- **Фрагмент текста**:
● ● ● ● ●

Достоевский пишет даже о “язве” гордости ума. То есть такого “развитого” сознания, когда научные знания уже начинают разлагать само сознание человека и его целостность.
– Сейчас много говорится о христианстве Достоевского…
– На мой взгляд, Достоевский выступает в своих романах как оппонент Христа. Не все могут с этим согласиться. Недаром им рождено выражение, что сердце человека – это место постоянной битвы Бога и дьявола. В самом писателе было заключено противоречие между умом, знаниями и верой, совестью…
Гоголь спустился в человеческую душу с фонарем. А Достоевский еще глубже. Потому, может быть, что такого страха религиозного, как у Гоголя, у него уже не было.
– А от какого гения прошлого русской литературы мог бы, на ваш взгляд, оттолкнуться гений нашего времени?

● ● ● ● ●

- **Задания**:
• A. Переведите на английский язык предложение «Гоголь спустился в человеческую душу с фонарем.» из текста о Достоевском.
• B. Пожалуйста, представьте в виде списка JSON из строк те строки записей, что начинаются со строки с «Would you mind annotating the door» и идут до конца записей. Каждой строке отведите свою позицию в списке, а пустые строки пропустите.

(Записи из набора точечной разметки)

● ● ● ● ●

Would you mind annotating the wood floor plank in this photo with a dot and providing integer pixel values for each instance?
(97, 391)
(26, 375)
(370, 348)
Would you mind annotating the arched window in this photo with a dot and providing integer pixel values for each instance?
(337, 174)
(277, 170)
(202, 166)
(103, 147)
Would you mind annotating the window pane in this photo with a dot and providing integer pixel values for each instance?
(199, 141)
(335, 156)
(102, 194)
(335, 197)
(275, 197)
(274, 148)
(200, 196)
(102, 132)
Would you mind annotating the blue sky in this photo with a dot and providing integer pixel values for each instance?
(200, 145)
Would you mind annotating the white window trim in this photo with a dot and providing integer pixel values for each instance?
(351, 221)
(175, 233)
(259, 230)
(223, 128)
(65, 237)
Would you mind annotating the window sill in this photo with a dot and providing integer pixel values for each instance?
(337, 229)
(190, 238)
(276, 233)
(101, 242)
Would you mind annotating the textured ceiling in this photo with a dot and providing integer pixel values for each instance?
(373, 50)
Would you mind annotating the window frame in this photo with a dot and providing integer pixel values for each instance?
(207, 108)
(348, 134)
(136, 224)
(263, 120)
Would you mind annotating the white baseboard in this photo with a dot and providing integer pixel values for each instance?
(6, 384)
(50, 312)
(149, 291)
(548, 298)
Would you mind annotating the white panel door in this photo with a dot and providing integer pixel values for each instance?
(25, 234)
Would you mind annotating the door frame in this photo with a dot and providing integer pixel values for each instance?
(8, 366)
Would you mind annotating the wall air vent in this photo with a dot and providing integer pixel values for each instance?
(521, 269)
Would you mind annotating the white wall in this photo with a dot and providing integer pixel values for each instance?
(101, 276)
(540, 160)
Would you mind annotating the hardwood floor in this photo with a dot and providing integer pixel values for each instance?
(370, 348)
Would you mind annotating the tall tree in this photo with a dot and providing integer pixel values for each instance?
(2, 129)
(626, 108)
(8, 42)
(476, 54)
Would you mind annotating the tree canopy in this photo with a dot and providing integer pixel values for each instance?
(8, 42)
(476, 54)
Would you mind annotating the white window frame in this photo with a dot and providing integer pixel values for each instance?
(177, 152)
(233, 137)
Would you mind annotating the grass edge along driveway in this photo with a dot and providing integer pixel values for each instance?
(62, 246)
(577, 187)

● ● ● ● ●

- **Ответы к заданиям**:
• A. Gogol descended into the human soul with a lantern.

• B.
[
  "Would you mind annotating the door frame in this photo with a dot and providing integer pixel values for each instance?",
  "(8, 366)",
  "Would you mind annotating the wall air vent in this photo with a dot and providing integer pixel values for each instance?",
  "(521, 269)",
  "Would you mind annotating the white wall in this photo with a dot and providing integer pixel values for each instance?",
  "(101, 276)",
  "(540, 160)",
  "Would you mind annotating the hardwood floor in this photo with a dot and providing integer pixel values for each instance?",
  "(370, 348)",
  "Would you mind annotating the tall tree in this photo with a dot and providing integer pixel values for each instance?",
  "(2, 129)",
  "(626, 108)",
  "(8, 42)",
  "(476, 54)",
  "Would you mind annotating the tree canopy in this photo with a dot and providing integer pixel values for each instance?",
  "(8, 42)",
  "(476, 54)",
  "Would you mind annotating the white window frame in this photo with a dot and providing integer pixel values for each instance?",
  "(177, 152)",
  "(233, 137)",
  "Would you mind annotating the grass edge along driveway in this photo with a dot and providing integer pixel values for each instance?",
  "(62, 246)",
  "(577, 187)"
]